● **REQUIRED ACTIONS**:
A. From the comments on Martin's book series, copy the stretch from "And gee, is" through "from the outside.".
B. In the comments on Martin's book series, list every distinct phrase set inside quotation marks, giving each one once.
C. Pick up the comments on Martin's book series after their final sentence and carry them on in the same voice.

● **EXTRACT TO READ**:

++++++++

And gee, is it a shock that Martin’s a little hostile to people who essentially say “FINISH THE BOOKS BEFORE YOU CROAK YOU FAT FUCK”? I mean, where did that “Martin’s going to die any minute now” meme come from anyway? I especially like the implication that it’s OK if he dies AFTER finishing the books. That’s got to make you feel really well-loved, as an author. If I’d gone through that, I might want to give a fuck-you to my “fans”, too. Not that I believe that the series would legally remain unfinished, especially with the possibility that the people making the TV show would need to continue the story past book five.
Seriously, the level of vitriol amongst Martin’s “fans” is one of those things that looks borderline insane to anyone looking in from the outside.
If he doesn’t hurry they’re gonna have to get Brandon Sanderson to finish them. *cough*
But seriously, the problem seems to be less with Martin and more with his editor (or lack thereof). The series wasn’t originally slated for seven books but he keeps adding and adding and changing what each book will be about, seemingly without anyone telling him to cut it out.
That said, he’ll have about 4 and a half years to get the next book done, and another on top of that to have a seventh..and given the “well it’s cuz he has to move stuff from five to six” talk is true, six will be much faster.

++++++++

● **MATERIAL PROVIDED**:
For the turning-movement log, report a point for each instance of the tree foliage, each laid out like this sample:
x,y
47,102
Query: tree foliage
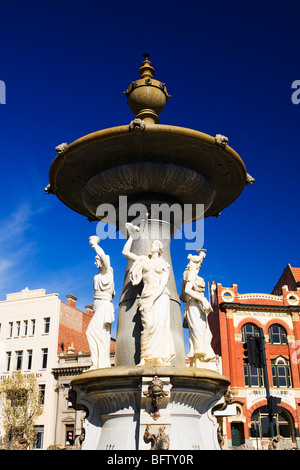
x,y
20,406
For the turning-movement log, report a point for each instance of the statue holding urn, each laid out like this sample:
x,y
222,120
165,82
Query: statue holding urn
x,y
99,329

++++++++

● **ANSWERS IN ORDER**:
A.
And gee, is it a shock that Martin’s a little hostile to people who essentially say “FINISH THE BOOKS BEFORE YOU CROAK YOU FAT FUCK”? I mean, where did that “Martin’s going to die any minute now” meme come from anyway? I especially like the implication that it’s OK if he dies AFTER finishing the books. That’s got to make you feel really well-loved, as an author. If I’d gone through that, I might want to give a fuck-you to my “fans”, too. Not that I believe that the series would legally remain unfinished, especially with the possibility that the people making the TV show would need to continue the story past book five.
Seriously, the level of vitriol amongst Martin’s “fans” is one of those things that looks borderline insane to anyone looking in from the outside.

B.
- FINISH THE BOOKS BEFORE YOU CROAK YOU FAT FUCK
- Martin’s going to die any minute now
- fans
- well it’s cuz he has to move stuff from five to six

C.
Still, hurry the fuck up *mad*
It is wholly reasonable that Martin would be not just a little hostile, but wholly dismissive of people who take a massively entitled attitude towards his work. It is equally reasonable that he be hostile and dismissive towards those who seem to expect he spend every minute chained to his desk, and to those who insist he work only on SOIaF and nothing else; no Wild Cards anthologies, no awesome Jack Vance stuff, no short stories. Those people are choads. I’m pretty sure that’s non-controversial.
Martin is in his early sixties. He’s released two major books in the last decade. There are at least three to go. That puts him into into his mid-seventies. And while he is not in ill health, he is not what you’d describe as ‘robust’. I don’t feel its unfair, as a fan, for me to feel like he ought to have a Robert Jordan (born in the same year!) style plan in his drawer, rather than him having said, point-blank, ‘If something happens to me, if I’m hit by lightning, the series will NEVER be finished and you will never know what I intended.’ That seems like sort of a dick move on his part.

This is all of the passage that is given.